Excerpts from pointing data
--*--
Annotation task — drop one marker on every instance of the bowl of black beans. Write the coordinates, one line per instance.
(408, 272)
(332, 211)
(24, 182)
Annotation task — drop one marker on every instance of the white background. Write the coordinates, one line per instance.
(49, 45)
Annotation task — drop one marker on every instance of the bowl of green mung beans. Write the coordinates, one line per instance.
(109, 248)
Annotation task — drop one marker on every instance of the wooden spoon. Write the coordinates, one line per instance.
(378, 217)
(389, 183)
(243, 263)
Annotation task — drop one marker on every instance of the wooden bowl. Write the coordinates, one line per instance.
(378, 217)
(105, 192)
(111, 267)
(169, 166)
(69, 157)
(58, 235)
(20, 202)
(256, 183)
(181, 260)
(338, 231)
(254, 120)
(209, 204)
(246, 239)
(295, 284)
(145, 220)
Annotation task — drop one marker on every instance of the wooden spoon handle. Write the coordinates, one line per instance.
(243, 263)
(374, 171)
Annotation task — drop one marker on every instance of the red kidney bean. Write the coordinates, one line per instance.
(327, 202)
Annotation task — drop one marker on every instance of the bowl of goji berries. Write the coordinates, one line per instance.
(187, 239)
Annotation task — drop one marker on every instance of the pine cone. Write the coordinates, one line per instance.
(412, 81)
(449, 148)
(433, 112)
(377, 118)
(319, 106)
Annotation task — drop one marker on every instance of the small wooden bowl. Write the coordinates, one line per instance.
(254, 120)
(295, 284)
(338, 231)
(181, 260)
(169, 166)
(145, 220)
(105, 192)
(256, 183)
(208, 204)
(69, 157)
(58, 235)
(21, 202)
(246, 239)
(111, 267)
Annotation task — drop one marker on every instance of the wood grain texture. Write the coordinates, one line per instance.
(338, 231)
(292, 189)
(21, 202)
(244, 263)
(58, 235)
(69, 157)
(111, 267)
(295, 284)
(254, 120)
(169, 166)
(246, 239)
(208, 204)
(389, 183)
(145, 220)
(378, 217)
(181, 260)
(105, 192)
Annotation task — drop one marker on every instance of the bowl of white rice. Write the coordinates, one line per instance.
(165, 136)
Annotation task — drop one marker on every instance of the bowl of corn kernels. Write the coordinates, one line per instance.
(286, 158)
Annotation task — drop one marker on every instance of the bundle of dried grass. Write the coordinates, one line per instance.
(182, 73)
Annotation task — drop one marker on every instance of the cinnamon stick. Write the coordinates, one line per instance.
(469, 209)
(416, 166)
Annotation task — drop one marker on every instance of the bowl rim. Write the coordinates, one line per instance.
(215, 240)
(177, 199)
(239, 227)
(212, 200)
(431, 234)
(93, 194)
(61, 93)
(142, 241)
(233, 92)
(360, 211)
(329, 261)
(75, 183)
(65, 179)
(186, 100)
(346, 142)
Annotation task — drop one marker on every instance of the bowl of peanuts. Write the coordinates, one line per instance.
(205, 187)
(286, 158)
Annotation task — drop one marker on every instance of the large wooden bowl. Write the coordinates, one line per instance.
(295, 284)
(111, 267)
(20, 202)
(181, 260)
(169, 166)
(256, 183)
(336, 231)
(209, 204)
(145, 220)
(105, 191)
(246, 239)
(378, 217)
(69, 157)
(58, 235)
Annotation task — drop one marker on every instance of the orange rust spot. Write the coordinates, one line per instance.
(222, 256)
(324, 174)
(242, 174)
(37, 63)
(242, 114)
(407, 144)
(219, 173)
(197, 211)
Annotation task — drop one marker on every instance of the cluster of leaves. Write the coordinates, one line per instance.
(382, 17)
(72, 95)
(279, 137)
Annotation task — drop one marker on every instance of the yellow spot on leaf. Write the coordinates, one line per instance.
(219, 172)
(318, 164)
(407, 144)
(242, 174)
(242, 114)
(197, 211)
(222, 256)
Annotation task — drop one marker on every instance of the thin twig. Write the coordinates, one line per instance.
--*--
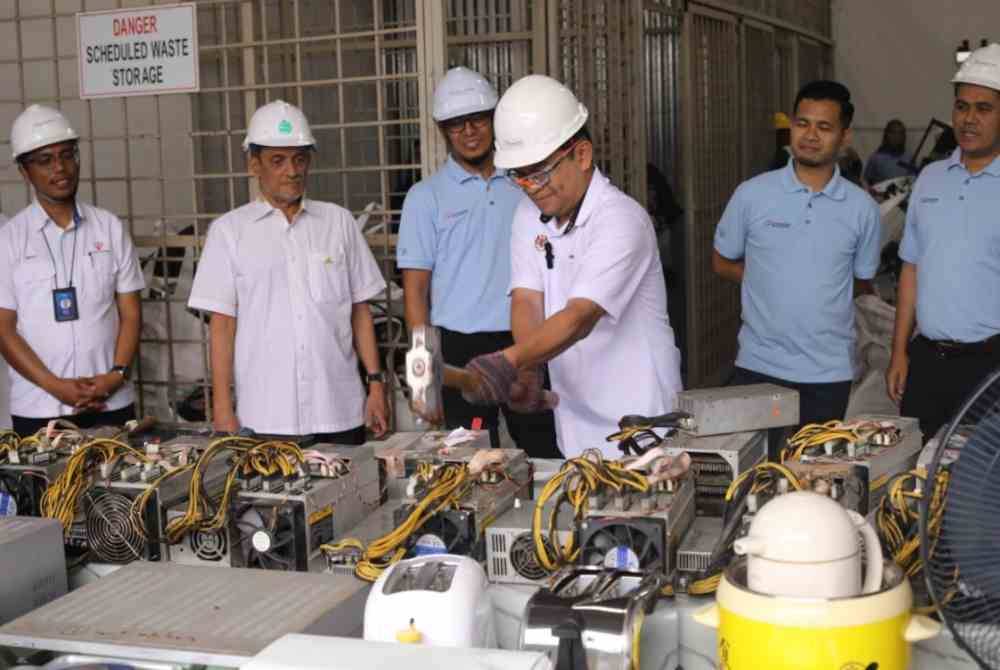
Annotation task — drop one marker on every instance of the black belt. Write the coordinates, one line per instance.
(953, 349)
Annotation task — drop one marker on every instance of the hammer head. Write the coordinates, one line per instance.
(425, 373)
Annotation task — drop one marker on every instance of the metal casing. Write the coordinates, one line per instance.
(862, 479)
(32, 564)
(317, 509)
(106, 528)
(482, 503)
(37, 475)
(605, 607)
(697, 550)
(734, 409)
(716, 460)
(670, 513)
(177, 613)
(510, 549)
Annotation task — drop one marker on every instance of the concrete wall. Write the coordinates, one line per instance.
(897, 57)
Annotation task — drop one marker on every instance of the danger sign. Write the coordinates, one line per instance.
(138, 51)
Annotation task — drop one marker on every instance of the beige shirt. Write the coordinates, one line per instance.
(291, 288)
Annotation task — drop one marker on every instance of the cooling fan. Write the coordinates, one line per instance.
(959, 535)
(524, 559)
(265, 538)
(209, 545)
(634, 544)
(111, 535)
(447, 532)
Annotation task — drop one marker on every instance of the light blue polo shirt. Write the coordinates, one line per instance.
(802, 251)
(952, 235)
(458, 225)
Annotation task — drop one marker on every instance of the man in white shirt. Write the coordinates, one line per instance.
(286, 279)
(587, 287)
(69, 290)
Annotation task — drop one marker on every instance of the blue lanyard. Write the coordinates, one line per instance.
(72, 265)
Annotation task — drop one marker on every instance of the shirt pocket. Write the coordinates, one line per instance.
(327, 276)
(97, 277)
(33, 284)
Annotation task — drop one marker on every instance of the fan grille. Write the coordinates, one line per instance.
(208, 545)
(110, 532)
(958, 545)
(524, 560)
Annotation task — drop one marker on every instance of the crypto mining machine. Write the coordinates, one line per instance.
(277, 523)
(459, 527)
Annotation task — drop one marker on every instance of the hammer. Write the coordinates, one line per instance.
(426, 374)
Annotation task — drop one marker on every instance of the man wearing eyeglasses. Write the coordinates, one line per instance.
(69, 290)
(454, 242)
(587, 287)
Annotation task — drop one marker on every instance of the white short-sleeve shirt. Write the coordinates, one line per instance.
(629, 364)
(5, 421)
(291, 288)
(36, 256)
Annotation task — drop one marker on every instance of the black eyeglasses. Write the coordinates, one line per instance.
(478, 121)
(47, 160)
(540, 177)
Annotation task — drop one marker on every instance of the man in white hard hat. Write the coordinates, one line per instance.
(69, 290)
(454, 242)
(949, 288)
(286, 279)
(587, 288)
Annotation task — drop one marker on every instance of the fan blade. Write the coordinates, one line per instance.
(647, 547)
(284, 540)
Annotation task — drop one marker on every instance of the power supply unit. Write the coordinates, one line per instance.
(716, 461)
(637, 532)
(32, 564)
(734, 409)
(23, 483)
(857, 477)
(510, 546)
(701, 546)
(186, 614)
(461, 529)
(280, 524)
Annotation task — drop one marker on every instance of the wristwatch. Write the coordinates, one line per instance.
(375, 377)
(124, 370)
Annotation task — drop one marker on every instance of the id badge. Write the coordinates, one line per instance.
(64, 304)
--*--
> GIVEN REQUEST: Which of the lines above contain the word "beans"? Copy out each of those lines in full.

> FINAL RESULT:
Annotation task — drop one marker on every instance of the bowl of black beans. Write the coordinates, one line per instance.
Annotation task — drop one marker on every instance of the bowl of green mung beans. Write the coordinates, one line per instance.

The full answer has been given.